[Exercise prompt]
Omit all pictures, then retype the data exactly as given.

[Point annotations for photos]
※

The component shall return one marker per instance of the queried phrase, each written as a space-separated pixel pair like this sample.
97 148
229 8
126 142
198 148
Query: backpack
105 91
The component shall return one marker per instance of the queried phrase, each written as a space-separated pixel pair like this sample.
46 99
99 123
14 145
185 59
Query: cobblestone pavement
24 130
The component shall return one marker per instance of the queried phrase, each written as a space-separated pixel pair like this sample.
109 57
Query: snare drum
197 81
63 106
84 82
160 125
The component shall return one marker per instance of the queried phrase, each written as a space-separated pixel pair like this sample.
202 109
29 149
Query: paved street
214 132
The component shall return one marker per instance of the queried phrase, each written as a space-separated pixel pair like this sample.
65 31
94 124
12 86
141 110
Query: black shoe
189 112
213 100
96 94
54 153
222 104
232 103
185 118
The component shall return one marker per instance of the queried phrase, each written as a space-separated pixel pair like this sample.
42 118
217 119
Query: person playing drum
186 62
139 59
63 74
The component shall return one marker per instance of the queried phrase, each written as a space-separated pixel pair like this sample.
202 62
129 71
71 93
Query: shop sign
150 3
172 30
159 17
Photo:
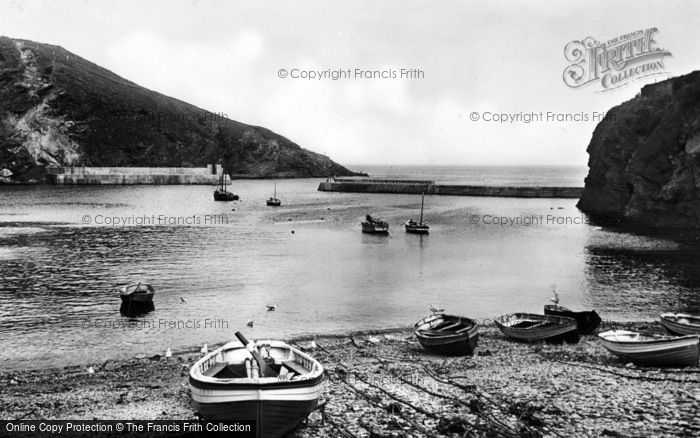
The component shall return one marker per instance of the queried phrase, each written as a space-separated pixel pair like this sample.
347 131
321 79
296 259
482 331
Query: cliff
644 159
59 109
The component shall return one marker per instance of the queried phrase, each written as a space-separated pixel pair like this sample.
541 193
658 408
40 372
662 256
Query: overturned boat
269 382
681 323
530 327
586 320
447 334
652 350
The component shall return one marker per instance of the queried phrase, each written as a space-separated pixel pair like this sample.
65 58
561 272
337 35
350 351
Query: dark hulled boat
530 327
447 334
374 226
418 227
221 194
586 321
681 323
269 382
274 201
137 293
652 350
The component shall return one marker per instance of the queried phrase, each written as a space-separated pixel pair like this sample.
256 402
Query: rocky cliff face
644 164
57 108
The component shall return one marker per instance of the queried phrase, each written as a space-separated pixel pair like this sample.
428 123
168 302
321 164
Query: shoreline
381 382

※

[Written answer]
The component shall return one marker per instance of the queried phrase, each written as a space-separated pixel pair like this sample.
97 148
229 8
126 142
198 148
Query: backpack
105 91
The component shall return one marker per instance of the queried phrase, each written as a space-separated pixel pair like this sample.
46 99
99 123
14 145
185 59
Query: cobblestone pavement
24 130
The component shall return one marker per instance of the queried phrase, each written as a space-separated pixel pair like this sample.
109 57
Query: snare drum
197 81
63 106
84 82
160 125
The component shall return one marker per instance of the queried phrase, each written as a space-separated pixel pair like this sample.
202 109
29 149
Query: paved street
214 132
The component shall return one marker per instance of the queried phrase, each written as a space-separated pixel pair like this sample.
65 31
94 124
12 86
141 110
Query: black shoe
189 112
213 100
96 94
54 153
222 104
232 103
185 118
The component shall return one marker per instance of the queried phrase, each written as a space-separated pixel pair like this sample.
42 118
217 119
Query: person playing drum
186 62
139 59
63 74
The component shall return one marker per instance of the queried phrase, each written as a space-separated pixel pair like this sample.
202 62
129 71
71 93
Query: shop sign
150 3
172 30
159 17
Photo:
The component shall return one marker per instance of the queried phrase, each written as a space-separated pixel pair like this sample.
347 131
321 79
296 259
482 331
Query: cliff
644 159
59 109
The component shall return one marker per instance of the queried phrase, each written as a space-separated pixel pair like this sample.
541 193
658 408
40 372
662 256
Query: overturned boat
269 382
681 323
530 327
586 320
447 334
652 350
The component shall return one marker per instance of the queried phrase, each written as a space-separated pixel pair like this sample.
65 58
561 272
337 35
350 351
Query: dark hulled boat
530 327
447 334
374 226
418 227
221 194
586 321
681 323
269 382
274 201
137 293
652 350
The component shall return one marker per instance of the queried phrase, each written as a space-separated pixel pair like this sample.
256 402
Query: rocky cliff face
644 164
57 108
The component shall return one marker per instance of the queried phrase, each written as a space-separated pixel pair like this sample.
428 123
168 302
321 164
Query: shoreline
381 382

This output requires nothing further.